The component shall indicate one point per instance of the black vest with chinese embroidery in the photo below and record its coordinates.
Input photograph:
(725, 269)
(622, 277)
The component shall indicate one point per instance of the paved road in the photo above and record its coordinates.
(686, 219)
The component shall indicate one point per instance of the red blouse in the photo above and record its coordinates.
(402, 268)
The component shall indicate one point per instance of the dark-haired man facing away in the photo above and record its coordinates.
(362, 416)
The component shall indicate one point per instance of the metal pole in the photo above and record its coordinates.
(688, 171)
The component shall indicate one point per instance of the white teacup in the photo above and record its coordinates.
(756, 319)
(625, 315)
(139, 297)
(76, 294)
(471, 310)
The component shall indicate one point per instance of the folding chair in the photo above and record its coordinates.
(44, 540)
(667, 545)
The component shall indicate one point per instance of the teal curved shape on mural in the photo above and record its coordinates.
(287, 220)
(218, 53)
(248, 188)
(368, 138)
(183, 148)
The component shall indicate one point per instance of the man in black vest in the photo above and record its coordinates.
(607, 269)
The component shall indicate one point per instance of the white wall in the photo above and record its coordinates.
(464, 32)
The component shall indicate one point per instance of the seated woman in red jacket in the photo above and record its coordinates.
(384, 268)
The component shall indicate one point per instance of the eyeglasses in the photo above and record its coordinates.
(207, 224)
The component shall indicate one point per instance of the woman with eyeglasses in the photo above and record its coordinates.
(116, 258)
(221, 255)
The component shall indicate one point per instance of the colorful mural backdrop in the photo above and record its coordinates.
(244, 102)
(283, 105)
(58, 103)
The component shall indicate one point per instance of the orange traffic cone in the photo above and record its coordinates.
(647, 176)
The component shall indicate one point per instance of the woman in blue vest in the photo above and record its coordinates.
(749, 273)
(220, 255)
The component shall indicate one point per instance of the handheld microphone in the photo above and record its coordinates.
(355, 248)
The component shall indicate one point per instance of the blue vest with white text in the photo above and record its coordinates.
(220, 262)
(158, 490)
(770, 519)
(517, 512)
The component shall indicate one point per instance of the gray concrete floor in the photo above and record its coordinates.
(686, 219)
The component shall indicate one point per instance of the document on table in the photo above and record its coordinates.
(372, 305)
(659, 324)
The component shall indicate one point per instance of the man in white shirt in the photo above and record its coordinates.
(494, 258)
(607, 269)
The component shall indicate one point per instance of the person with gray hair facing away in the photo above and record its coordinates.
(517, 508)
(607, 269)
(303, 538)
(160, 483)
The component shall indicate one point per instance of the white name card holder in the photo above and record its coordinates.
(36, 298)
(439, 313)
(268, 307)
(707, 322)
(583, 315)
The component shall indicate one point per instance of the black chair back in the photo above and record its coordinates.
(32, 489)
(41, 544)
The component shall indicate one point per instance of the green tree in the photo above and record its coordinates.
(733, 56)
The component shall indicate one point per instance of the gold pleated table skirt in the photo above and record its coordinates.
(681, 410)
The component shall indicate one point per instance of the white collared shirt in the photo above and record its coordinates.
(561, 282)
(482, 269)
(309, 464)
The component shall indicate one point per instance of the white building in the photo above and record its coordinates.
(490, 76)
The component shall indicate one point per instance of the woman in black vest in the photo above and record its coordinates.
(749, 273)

::::

- _WHAT IS EXPECTED_: Begin with the line containing "man in white" and repeat each line exactly until the records above end.

- _REPLY_:
The component shall indicate one point per instance of the man in white shirt in the photo above and record its coordinates.
(494, 258)
(607, 269)
The component shall indicate one point per instance of the person with gray hair facing away in the photo above and record its coordinates.
(517, 508)
(607, 269)
(303, 538)
(160, 483)
The component shall indicate one point per instance of the white name card holder in the photo above and record its coordinates.
(36, 298)
(439, 313)
(268, 307)
(707, 322)
(583, 315)
The component shall indicate one point per instance of the black chair back in the photo above and record its coordinates.
(32, 489)
(41, 544)
The component shall indicate one point per instance of the green tree in the photo above and record its coordinates.
(733, 56)
The component shall indicate one point per instance of the gold pleated table skirt in the photo above and record its coordinates.
(681, 410)
The component shall indicate one point per instance of the white collared shirt in the photo above and record its coordinates.
(561, 282)
(482, 269)
(309, 464)
The component shall indicate one point per instance of the white building in the photo above and record its coordinates.
(490, 76)
The component shall indicate one point per instance of the woman in black vest in the photo above and record its coordinates.
(749, 273)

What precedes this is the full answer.